### Source material
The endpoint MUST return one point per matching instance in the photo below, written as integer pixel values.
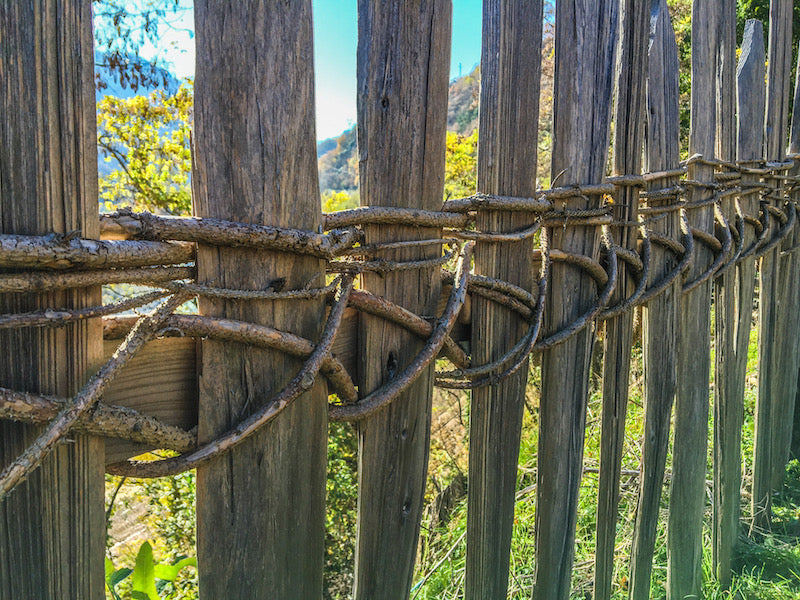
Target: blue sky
(335, 40)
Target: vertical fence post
(728, 306)
(794, 152)
(51, 527)
(767, 465)
(261, 508)
(788, 325)
(629, 113)
(403, 65)
(737, 291)
(660, 318)
(584, 68)
(507, 151)
(687, 489)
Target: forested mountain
(338, 158)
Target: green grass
(767, 568)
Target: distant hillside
(338, 158)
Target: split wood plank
(261, 507)
(737, 290)
(767, 464)
(584, 69)
(507, 159)
(661, 322)
(629, 111)
(402, 73)
(794, 150)
(788, 325)
(730, 308)
(687, 489)
(161, 381)
(51, 534)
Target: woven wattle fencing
(306, 318)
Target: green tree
(147, 140)
(121, 29)
(461, 171)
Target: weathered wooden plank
(729, 307)
(51, 533)
(661, 323)
(737, 291)
(507, 154)
(402, 72)
(629, 111)
(254, 160)
(161, 380)
(687, 489)
(788, 326)
(769, 363)
(584, 68)
(794, 150)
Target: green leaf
(119, 575)
(143, 576)
(170, 572)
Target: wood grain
(402, 76)
(661, 322)
(767, 464)
(584, 68)
(629, 111)
(161, 381)
(51, 534)
(735, 314)
(787, 325)
(261, 507)
(687, 487)
(507, 154)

### Written request
Copy all the lines above word for word, leaving the picture out.

### Task result
The endpoint MUST return one point per matching instance in the photo below, written as integer pixel values.
Target: blue sky
(335, 40)
Target: vertical fence post
(728, 306)
(794, 152)
(51, 527)
(767, 465)
(261, 508)
(788, 325)
(629, 113)
(403, 65)
(737, 291)
(660, 318)
(584, 68)
(507, 151)
(687, 489)
Target: forested mountain
(338, 158)
Target: green grass
(767, 568)
Target: distant hillside
(338, 158)
Target: split wood plank
(261, 507)
(737, 290)
(767, 464)
(584, 69)
(507, 159)
(661, 322)
(629, 111)
(402, 73)
(794, 150)
(788, 325)
(730, 308)
(687, 489)
(161, 381)
(51, 534)
Target: woven wattle fencing
(306, 318)
Target: green tree
(147, 140)
(121, 29)
(461, 171)
Target: weathered wooden plank
(729, 307)
(51, 533)
(661, 323)
(737, 291)
(507, 154)
(402, 72)
(629, 111)
(254, 160)
(161, 380)
(687, 489)
(788, 326)
(769, 363)
(584, 68)
(794, 150)
Target: green leaf
(119, 575)
(143, 576)
(170, 572)
Target: wood grain
(402, 76)
(661, 322)
(767, 464)
(584, 68)
(629, 111)
(161, 381)
(51, 534)
(735, 314)
(787, 325)
(261, 507)
(687, 487)
(507, 154)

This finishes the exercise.